Directions: How would you sum up the passage on tracking error below in two sentences?

Text segment:
★ ★ ★ ★
Tracking error measures how much a portfolio’s returns deviate from its benchmark. It quantifies the “active risk” taken by deviating from the index.
Beginner
What It Means
Tracking error tells you how differently your portfolio behaves compared to its benchmark. Low tracking error means your portfolio closely mirrors the benchmark. High tracking error means you’re making big bets away from the index.
Portfolio Example
| Portfolio | Tracking Error | Interpretation |
|---|
| Index Fund | 0.1% | Almost identical to benchmark |
| Enhanced Index | 1-2% | Small active bets |
| Active Fund | 4-6% | Significant active management |
| Concentrated | 8%+ | Very different from benchmark |
Why It Matters
Tracking error helps you understand:
- How “active” your manager really is
- Whether you’re paying active fees for passive-like returns
- The range of likely performance vs. benchmark
Advanced
Mathematical Definition
Tracking Error = Standard Deviation of (Portfolio Return - Benchmark Return)
TE = σ(Rp - Rb)
Where:
- Rp = Portfolio return
- Rb = Benchmark return
Interpreting Tracking Error
With 4% tracking error, about 68% of the time your portfolio will perform within plus or minus 4% of the benchmark annually.
| Tracking Error | Active Risk Level |
|---|
| 0-1% | Passive/Index |
| 1-3% | Enhanced index |
| 3-6% | Moderate active |
| 6-10% | High active |
| 10%+ | Very concentrated |
Ex-Ante vs. Ex-Post
| Type | Definition | Use |
|---|
| Ex-Ante | Predicted future tracking error | Risk budgeting, portfolio construction |
| Ex-Post | Historical realized tracking error | Performance evaluation |
Ex-ante tracking error is estimated from holdings and factor exposures. Ex-post is calculated from actual return differences. They often differ significantly.
★ ★ ★ ★
Data provided:

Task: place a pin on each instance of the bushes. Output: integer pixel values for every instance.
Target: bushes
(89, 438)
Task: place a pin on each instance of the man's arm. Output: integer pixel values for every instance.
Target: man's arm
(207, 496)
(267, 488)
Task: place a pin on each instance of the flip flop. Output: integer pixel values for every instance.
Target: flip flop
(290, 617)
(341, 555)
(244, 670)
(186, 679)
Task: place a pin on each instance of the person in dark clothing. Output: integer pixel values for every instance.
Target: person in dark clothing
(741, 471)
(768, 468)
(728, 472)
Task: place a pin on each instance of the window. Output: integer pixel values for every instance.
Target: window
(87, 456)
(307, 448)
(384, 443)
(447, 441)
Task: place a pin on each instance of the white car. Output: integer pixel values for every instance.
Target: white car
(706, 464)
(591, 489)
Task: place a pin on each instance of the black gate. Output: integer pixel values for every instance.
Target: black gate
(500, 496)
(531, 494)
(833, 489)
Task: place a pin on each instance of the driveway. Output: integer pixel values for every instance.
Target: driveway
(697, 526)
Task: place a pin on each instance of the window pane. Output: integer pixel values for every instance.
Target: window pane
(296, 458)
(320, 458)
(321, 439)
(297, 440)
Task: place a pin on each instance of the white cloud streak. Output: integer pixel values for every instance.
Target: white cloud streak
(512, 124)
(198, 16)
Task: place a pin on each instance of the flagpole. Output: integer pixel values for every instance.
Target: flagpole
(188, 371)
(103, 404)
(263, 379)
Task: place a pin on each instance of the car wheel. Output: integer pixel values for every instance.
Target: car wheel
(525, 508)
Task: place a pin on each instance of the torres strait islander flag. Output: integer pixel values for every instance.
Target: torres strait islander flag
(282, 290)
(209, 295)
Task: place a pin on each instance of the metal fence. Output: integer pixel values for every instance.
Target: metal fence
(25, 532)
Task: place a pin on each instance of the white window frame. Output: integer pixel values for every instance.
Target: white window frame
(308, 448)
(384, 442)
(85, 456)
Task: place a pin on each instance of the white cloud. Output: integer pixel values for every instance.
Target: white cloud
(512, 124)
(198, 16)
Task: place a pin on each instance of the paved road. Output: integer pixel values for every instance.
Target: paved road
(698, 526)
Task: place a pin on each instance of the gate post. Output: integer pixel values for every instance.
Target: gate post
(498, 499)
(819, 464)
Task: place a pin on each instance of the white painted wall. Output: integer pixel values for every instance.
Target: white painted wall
★ ★ ★ ★
Finished exercise: Tracking error measures how much a portfolio's returns deviate from its benchmark, calculated as the standard deviation of the difference between portfolio and benchmark returns, so low values mean the portfolio closely mirrors the benchmark and high values mean big bets away from the index. It shows how active a manager really is and whether active fees are buying passive-like returns, and it can be either ex-ante, predicted from holdings and factor exposures, or ex-post, calculated from actual return differences.